DATASET EXTRACT:

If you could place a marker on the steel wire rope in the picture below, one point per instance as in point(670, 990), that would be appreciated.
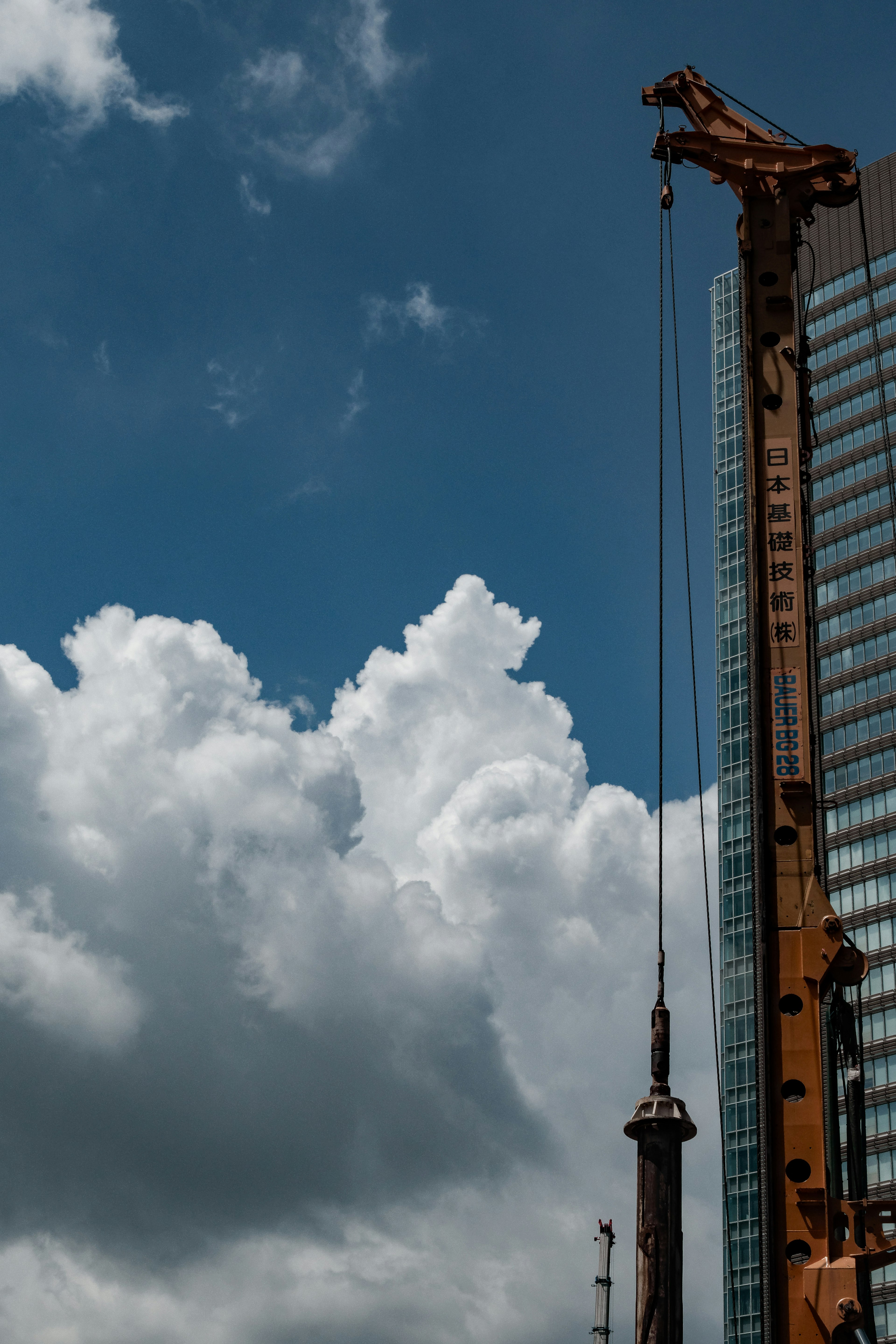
point(664, 182)
point(696, 732)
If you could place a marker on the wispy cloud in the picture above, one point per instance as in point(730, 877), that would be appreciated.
point(314, 486)
point(234, 393)
point(66, 53)
point(253, 203)
point(357, 401)
point(307, 111)
point(101, 358)
point(389, 319)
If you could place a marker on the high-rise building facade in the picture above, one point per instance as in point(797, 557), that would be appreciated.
point(735, 901)
point(851, 325)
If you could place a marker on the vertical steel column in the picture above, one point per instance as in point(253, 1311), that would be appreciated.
point(660, 1125)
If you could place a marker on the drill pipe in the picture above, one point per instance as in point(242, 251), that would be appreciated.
point(660, 1125)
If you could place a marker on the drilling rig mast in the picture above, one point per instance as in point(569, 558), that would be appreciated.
point(819, 1243)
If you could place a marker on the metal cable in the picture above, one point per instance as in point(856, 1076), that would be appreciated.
point(703, 834)
point(660, 953)
point(757, 113)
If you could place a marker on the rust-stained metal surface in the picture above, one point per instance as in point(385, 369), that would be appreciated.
point(660, 1125)
point(753, 161)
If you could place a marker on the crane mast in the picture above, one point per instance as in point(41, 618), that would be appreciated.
point(819, 1243)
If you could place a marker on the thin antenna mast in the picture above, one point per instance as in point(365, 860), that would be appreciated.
point(602, 1284)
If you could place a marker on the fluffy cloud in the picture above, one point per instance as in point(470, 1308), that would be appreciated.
point(66, 53)
point(305, 111)
point(234, 390)
point(387, 319)
point(343, 1023)
point(252, 203)
point(357, 401)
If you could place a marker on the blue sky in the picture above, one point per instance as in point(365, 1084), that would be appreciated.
point(499, 163)
point(307, 311)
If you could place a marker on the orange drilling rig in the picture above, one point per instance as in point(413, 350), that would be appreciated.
point(819, 1241)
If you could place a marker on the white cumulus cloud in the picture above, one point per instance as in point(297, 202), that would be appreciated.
point(357, 401)
point(390, 984)
point(66, 53)
point(307, 111)
point(387, 319)
point(252, 203)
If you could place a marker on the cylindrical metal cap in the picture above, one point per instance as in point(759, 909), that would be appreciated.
point(652, 1111)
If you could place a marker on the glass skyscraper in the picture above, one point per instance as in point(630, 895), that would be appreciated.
point(852, 515)
point(854, 554)
point(735, 900)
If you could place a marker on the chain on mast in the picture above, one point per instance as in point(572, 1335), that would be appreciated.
point(602, 1330)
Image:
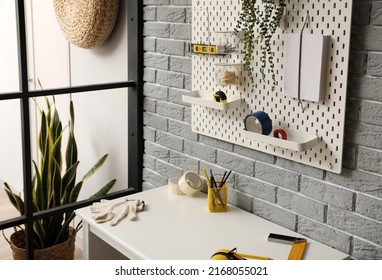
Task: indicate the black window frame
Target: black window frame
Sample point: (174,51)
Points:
(134,85)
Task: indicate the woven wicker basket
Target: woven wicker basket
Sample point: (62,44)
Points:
(62,251)
(86,23)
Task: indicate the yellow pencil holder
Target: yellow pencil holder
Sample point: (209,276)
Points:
(218,199)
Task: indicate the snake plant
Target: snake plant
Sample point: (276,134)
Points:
(54,182)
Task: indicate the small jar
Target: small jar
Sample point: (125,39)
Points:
(227,73)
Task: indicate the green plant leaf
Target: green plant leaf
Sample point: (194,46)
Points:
(39,193)
(15,199)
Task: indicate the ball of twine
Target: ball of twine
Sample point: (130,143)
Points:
(86,23)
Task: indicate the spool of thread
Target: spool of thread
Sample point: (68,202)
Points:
(190,183)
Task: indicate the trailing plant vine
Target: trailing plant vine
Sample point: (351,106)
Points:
(266,20)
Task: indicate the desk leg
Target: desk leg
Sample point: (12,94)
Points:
(85,237)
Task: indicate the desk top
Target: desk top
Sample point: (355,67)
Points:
(180,227)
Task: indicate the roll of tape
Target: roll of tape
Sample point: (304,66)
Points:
(190,183)
(258,122)
(173,186)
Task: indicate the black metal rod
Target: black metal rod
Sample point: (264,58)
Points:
(25,125)
(135,96)
(68,90)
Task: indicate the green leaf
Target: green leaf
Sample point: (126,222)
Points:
(15,199)
(39,193)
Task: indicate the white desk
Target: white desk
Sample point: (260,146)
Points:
(176,227)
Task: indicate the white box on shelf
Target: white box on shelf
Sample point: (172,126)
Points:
(194,97)
(314,59)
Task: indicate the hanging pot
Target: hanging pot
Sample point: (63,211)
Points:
(86,23)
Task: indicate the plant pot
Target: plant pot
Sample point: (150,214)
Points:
(62,251)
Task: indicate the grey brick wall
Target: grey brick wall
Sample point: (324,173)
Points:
(343,211)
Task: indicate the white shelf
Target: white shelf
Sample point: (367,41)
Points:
(195,98)
(296,141)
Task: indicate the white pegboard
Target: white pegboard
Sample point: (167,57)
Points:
(324,119)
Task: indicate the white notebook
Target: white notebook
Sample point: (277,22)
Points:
(314,60)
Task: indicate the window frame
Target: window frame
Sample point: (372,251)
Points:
(134,85)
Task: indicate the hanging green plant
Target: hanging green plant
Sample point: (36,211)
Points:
(266,19)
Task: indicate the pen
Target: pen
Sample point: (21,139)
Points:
(222,180)
(207,178)
(255,257)
(213,182)
(229,173)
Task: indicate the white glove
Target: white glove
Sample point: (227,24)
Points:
(114,211)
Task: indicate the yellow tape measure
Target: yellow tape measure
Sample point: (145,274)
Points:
(297,251)
(205,49)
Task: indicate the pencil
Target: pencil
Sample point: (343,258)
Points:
(207,178)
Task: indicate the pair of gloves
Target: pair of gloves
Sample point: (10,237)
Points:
(114,211)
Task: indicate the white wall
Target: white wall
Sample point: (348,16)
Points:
(10,128)
(101,117)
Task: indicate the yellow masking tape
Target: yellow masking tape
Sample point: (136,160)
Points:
(173,186)
(190,183)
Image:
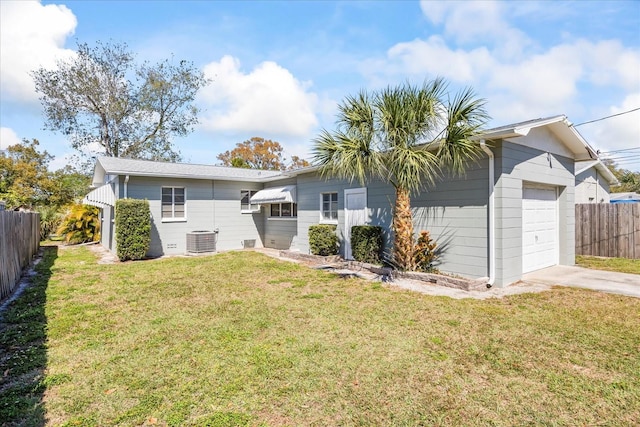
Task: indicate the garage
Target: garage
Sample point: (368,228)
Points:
(539,227)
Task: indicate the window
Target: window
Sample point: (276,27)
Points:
(173,203)
(329,207)
(245,204)
(284,210)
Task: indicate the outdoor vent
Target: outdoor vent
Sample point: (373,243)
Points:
(201,241)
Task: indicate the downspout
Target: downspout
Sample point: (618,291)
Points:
(126,187)
(492,216)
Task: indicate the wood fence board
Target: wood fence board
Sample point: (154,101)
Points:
(19,241)
(608,230)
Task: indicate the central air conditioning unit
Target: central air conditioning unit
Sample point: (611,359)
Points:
(201,241)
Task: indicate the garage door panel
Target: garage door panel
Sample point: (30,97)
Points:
(539,228)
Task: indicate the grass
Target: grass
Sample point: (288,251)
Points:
(621,265)
(241,339)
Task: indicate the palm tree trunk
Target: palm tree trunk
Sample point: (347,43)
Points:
(403,231)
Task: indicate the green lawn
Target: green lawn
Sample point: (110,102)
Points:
(622,265)
(243,339)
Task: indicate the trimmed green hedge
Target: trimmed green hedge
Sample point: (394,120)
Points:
(133,228)
(323,239)
(366,243)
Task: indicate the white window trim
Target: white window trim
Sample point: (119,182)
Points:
(256,207)
(323,220)
(174,219)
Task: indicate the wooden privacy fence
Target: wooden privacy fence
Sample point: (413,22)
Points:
(608,230)
(19,241)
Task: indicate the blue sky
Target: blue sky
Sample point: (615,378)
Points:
(280,68)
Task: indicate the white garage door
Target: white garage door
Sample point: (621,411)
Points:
(539,227)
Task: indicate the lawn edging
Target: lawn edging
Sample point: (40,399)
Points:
(388,273)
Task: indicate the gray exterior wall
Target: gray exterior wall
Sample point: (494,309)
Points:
(209,205)
(454,211)
(279,233)
(517,165)
(592,187)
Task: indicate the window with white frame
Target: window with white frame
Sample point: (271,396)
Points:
(283,210)
(245,201)
(329,206)
(173,203)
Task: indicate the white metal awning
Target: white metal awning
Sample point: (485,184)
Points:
(101,197)
(286,194)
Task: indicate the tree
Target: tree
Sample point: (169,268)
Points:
(404,135)
(101,96)
(260,153)
(25,180)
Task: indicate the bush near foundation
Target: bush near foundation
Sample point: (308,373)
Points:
(366,243)
(323,239)
(133,228)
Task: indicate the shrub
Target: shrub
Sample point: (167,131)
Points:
(81,224)
(50,221)
(424,253)
(323,239)
(133,228)
(366,243)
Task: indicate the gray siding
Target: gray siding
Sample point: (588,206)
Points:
(454,211)
(592,187)
(210,205)
(517,165)
(106,231)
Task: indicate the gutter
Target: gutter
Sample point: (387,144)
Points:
(126,186)
(492,216)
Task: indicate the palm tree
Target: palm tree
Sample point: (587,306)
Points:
(405,135)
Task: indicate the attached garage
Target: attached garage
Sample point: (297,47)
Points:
(539,227)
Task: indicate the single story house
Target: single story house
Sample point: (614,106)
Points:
(593,182)
(512,213)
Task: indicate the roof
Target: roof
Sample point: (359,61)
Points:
(120,166)
(559,125)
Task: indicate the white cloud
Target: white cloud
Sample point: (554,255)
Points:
(31,36)
(474,21)
(521,79)
(433,56)
(269,100)
(8,137)
(617,133)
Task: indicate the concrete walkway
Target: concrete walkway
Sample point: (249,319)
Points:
(605,281)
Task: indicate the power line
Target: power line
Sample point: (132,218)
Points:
(607,117)
(619,151)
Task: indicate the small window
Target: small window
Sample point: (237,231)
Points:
(329,206)
(284,210)
(173,203)
(245,204)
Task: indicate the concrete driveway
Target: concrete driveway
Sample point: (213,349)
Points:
(605,281)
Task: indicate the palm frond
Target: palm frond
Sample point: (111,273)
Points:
(466,115)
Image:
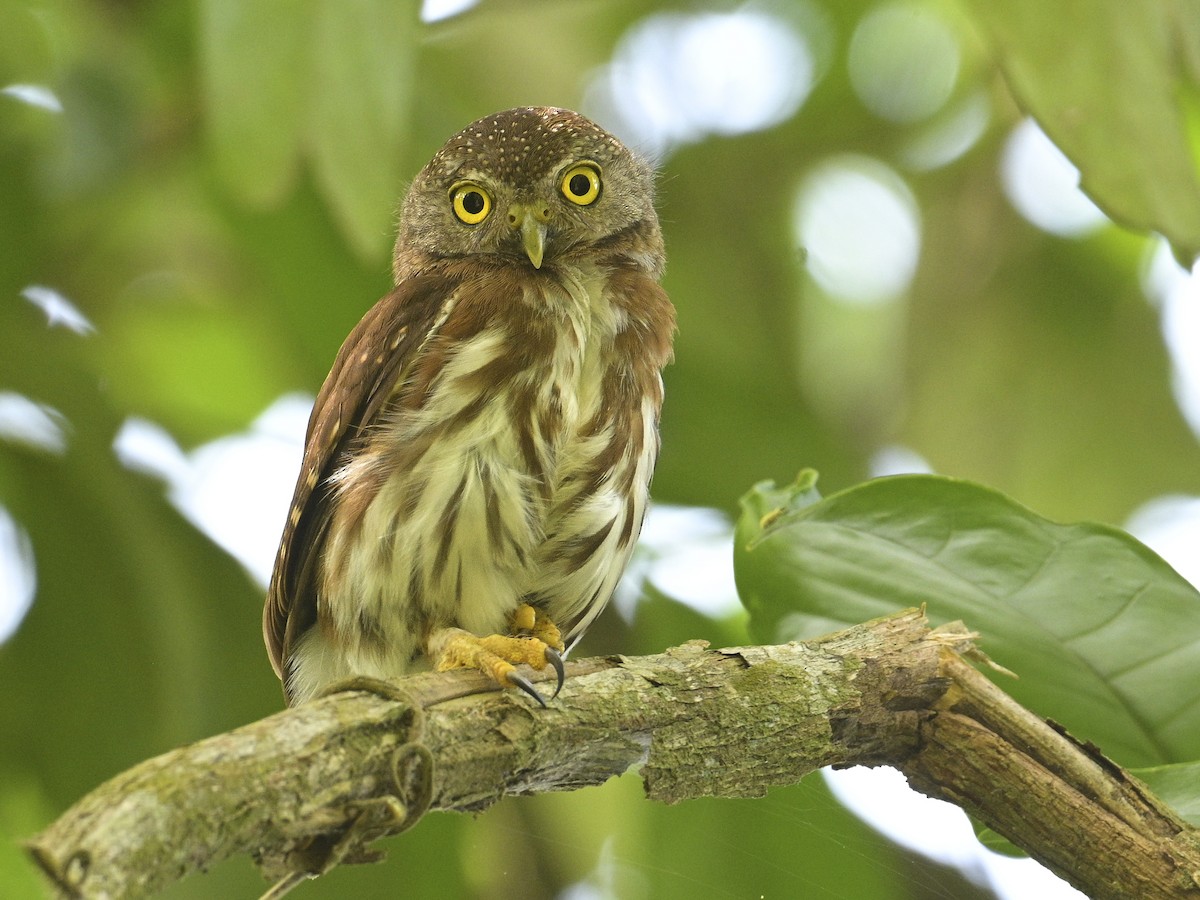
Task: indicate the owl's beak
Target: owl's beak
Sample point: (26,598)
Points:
(532,221)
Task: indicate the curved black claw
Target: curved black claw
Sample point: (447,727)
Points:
(523,684)
(556,663)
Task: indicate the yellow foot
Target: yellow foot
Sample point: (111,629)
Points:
(497,657)
(533,622)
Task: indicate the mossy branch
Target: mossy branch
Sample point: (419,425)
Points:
(311,787)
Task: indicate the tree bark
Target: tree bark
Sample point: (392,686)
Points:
(311,787)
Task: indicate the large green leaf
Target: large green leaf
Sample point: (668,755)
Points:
(1104,635)
(1119,97)
(1177,785)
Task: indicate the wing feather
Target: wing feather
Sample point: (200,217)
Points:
(367,369)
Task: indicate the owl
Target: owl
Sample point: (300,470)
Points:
(478,461)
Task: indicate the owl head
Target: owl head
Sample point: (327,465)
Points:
(531,186)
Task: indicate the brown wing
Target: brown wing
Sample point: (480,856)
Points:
(366,370)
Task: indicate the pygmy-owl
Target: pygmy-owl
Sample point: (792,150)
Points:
(478,461)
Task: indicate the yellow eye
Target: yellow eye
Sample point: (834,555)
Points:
(471,202)
(581,184)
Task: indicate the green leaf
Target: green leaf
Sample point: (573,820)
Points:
(1177,786)
(1114,97)
(253,58)
(363,67)
(1095,624)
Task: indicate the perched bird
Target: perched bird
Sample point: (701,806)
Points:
(478,461)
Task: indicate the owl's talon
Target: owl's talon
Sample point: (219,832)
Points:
(522,683)
(556,663)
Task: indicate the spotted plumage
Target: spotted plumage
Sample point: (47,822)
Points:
(486,436)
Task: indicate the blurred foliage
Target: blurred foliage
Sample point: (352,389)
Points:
(216,197)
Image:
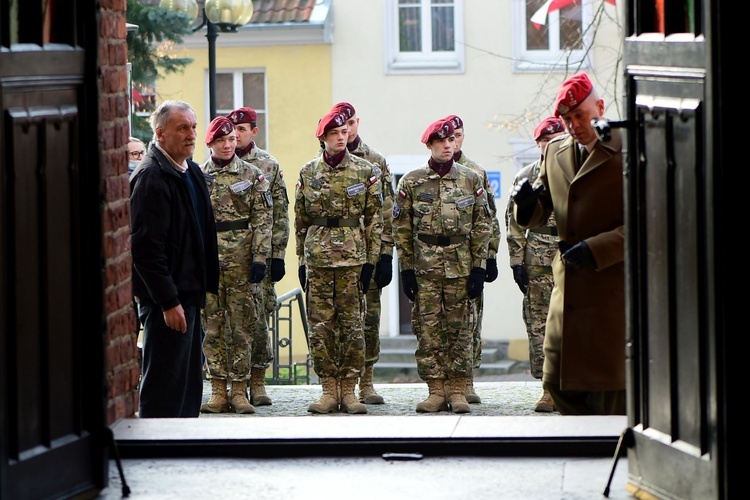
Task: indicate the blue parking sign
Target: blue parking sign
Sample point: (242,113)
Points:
(494,178)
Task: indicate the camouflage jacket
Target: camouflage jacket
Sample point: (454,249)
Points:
(240,191)
(386,185)
(495,238)
(270,168)
(453,206)
(532,248)
(345,193)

THE PROBLEM: Switch "Sample point" to "Example point" in the lines starting with the one containing "Task: indicate the brown wing" and going on through the end of the records, leaving everything else unchanged. Give back only those lines, without the pictures.

RESPONSE TO THE EXERCISE:
Task: indicate the brown wing
Target: brown wing
Example point: (480,856)
Points:
(366,370)
Task: indicate the pygmy-owl
Target: pygmy-owl
Example point: (792,150)
Points:
(478,461)
Task: indicate the yellow eye
Target: yellow eye
Example point: (834,555)
Points:
(471,202)
(581,184)
Task: indicate the green leaf
Target: green leaf
Example point: (573,820)
Points:
(1177,786)
(1114,97)
(253,58)
(363,67)
(1095,624)
Task: indicate the perched bird
Target: perched bird
Example point: (701,806)
Points:
(478,461)
Task: indicate the owl's talon
Target: owl's talon
Example point: (219,832)
Points:
(522,683)
(556,663)
Task: indicate the spotted plumage
Target: spotted plumage
Example point: (47,822)
Points:
(486,436)
Task: indicate the blurred foliage
Target: blurred foliage
Example point: (352,389)
Points:
(216,197)
Image:
Task: indicate the blue parking sign
Target: blue parking sign
Example point: (242,113)
Points:
(494,178)
Task: indicate the camouflage jacket
Target: camouflage jacket
Example point: (454,249)
Points:
(240,191)
(386,185)
(495,238)
(270,168)
(453,206)
(532,248)
(345,193)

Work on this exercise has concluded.